WORK TASK 1 >> According to the garden column, what does the word "lodging" mean?
WORK TASK 2 >> Copy the garden column word for word, from "Q. My iris were" to "not among them.".
WORK TASK 3 >> List every crop that the garden column names as one that can be pinched early in the season.

SELECTED EXCERPT >>
- Opening Delimiter -
Jun 2003 - Indiana Yard and Garden - Purdue Consumer Horticulture

Jun 2003

Q. My iris were beautiful with lots of flower buds this year, but just about the time they were in full bloom, the heavy rains came and knocked all the tall, blooming stems to the ground. Is there any way to prevent this? — Wendy Lacrosse, Fort Wayne, Ind.

A. Many plants can be pinched early in the season to increase branching and reduce lodging, which is the fancy word for crashing to the ground. These crops include mums, asters, and daisies and any other plant that produces a great many branches. Unfortunately, iris are not among them.

You have two choices. You can select short cultivars that are less likely to lodge or stake the plants that you have. Individual heavy flowers can be tied, below the flower itself, to a piece of bamboo or wooden stake in the nearby ground. If it’s an entire clump, you can surround it with stakes and encircle it with twine.
- Closing Delimiter -
Source records >>
- Opening Delimiter -
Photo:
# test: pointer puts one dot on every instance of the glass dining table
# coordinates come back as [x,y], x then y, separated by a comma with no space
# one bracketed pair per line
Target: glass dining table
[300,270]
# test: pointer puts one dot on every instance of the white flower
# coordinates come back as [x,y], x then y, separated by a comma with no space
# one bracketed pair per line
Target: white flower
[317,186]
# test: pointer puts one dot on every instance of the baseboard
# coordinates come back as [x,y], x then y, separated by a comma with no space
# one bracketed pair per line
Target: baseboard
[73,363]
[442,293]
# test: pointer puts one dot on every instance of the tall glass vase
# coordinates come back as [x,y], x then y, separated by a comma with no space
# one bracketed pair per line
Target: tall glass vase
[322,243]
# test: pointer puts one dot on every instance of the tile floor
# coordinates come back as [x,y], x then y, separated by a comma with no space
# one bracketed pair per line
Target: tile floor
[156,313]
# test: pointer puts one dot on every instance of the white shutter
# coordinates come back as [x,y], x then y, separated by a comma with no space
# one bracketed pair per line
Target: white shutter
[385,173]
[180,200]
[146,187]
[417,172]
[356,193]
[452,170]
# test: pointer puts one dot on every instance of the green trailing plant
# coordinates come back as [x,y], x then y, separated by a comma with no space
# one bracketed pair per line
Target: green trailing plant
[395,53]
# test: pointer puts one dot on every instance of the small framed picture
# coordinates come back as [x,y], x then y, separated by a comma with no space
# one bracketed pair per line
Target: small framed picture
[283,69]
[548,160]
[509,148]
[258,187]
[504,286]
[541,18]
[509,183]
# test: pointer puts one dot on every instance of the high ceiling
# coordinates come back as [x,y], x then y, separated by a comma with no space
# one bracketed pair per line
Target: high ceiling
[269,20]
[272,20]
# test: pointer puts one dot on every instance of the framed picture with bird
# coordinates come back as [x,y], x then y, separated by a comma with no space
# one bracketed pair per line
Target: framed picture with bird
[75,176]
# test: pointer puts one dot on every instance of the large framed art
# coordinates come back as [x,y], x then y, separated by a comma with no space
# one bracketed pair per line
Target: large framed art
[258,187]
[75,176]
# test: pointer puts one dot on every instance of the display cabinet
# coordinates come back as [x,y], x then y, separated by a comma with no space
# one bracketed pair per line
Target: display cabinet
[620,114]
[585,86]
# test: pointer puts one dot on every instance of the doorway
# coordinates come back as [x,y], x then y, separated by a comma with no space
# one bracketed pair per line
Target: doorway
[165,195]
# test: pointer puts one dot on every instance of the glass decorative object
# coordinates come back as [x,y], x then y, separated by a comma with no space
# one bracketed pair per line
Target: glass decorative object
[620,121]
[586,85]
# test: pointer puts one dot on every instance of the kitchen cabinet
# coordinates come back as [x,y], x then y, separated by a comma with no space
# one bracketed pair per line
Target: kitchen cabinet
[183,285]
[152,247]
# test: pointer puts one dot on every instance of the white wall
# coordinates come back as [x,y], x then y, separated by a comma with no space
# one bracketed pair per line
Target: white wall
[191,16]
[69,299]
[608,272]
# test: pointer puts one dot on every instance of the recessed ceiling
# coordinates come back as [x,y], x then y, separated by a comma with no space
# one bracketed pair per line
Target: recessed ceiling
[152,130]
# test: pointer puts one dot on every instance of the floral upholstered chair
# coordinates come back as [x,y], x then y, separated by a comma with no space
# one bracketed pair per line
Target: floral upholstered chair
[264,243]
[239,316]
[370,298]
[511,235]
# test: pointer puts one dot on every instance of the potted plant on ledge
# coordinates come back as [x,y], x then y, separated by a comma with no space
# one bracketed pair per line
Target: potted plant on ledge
- Closing Delimiter -
EXERCISE RESULT 1 >> Crashing to the ground.

EXERCISE RESULT 2 >>
Q. My iris were beautiful with lots of flower buds this year, but just about the time they were in full bloom, the heavy rains came and knocked all the tall, blooming stems to the ground. Is there any way to prevent this? — Wendy Lacrosse, Fort Wayne, Ind.

A. Many plants can be pinched early in the season to increase branching and reduce lodging, which is the fancy word for crashing to the ground. These crops include mums, asters, and daisies and any other plant that produces a great many branches. Unfortunately, iris are not among them.

EXERCISE RESULT 3 >> Mums, asters, daisies